EXTRACT —
# Ibanez RG7321 vs. ESP LTD SC-207



## itsallinmyh3ad (Dec 28, 2007)

Hey guys. I just traded my Hellraiser-7 for a new 6505+, and I'm looking at buying a new 7 string. I'm looking at this 2 particular models because of my price range. Which one would you recommend, and why?


----------



## Apophis (Dec 28, 2007)

You have to try them by yourself, but I can give you my feelings, what I feel about them (my opinions only)

SC 207
- better contoured body
- no neck pu - I don't use and like them
- I hate tom bridges

RG 7321
- I'm bored of those RG shapes
- better hardtail bridge - beter intonation imo

In that price range there's nothing special in those guitars, those are low end of Ibanzez and LTD 
You have to switch pickups for sure, then those guitars will be much better.


----------



## Nick (Dec 28, 2007)

this may not be any help but i think you should save a bit longer and get a higher end SC model. the difference in quality between the higher and lower end Ltd models far outweighs the price difference.

In the long run youl be better off.


----------



## Naren (Dec 28, 2007)

Nick said:


> this may not be any help but i think you should save a bit longer and get a higher end SC model. the difference in quality between the higher and lower end Ltd models far outweighs the price difference.
> 
> In the long run youl be better off.



 I think it would be a waste to use a lower quality guitar on a new 6505+.

INFORMATION PROVIDED —
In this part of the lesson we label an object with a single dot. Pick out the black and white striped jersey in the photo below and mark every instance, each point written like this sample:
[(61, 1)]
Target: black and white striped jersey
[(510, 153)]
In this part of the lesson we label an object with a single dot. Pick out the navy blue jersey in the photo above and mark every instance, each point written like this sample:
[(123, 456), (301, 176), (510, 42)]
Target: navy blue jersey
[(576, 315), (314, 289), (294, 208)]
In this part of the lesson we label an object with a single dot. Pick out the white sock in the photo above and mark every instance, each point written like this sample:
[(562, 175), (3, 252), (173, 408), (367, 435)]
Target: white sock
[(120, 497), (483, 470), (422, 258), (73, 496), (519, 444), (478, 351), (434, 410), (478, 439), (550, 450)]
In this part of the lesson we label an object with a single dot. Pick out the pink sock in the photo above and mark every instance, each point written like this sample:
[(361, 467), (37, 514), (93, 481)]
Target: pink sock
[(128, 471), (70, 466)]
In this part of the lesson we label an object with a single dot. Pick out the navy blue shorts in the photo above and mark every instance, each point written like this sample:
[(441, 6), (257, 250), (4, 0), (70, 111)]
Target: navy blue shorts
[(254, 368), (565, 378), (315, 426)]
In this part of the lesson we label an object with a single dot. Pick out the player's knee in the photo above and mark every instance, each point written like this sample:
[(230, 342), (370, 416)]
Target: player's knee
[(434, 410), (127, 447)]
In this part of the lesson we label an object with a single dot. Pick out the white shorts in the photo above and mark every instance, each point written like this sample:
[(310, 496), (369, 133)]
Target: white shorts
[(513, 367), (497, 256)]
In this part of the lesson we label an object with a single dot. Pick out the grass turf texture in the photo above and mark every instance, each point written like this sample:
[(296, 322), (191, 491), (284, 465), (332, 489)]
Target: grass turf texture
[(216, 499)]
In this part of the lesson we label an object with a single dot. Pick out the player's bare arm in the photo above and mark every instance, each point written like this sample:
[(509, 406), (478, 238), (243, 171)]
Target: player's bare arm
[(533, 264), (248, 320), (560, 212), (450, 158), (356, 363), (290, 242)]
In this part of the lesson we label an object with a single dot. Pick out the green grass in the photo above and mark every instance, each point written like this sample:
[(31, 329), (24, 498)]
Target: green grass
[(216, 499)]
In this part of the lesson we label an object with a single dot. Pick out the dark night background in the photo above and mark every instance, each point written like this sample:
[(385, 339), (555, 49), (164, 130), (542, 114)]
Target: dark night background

AIM OF THE EXERCISE — Retype the passage from the guitar comparison thread above, from "# Ibanez RG7321" up to and including "recommend, and why?", without altering a single character.

PROBLEM SOLUTION —
# Ibanez RG7321 vs. ESP LTD SC-207



## itsallinmyh3ad (Dec 28, 2007)

Hey guys. I just traded my Hellraiser-7 for a new 6505+, and I'm looking at buying a new 7 string. I'm looking at this 2 particular models because of my price range. Which one would you recommend, and why?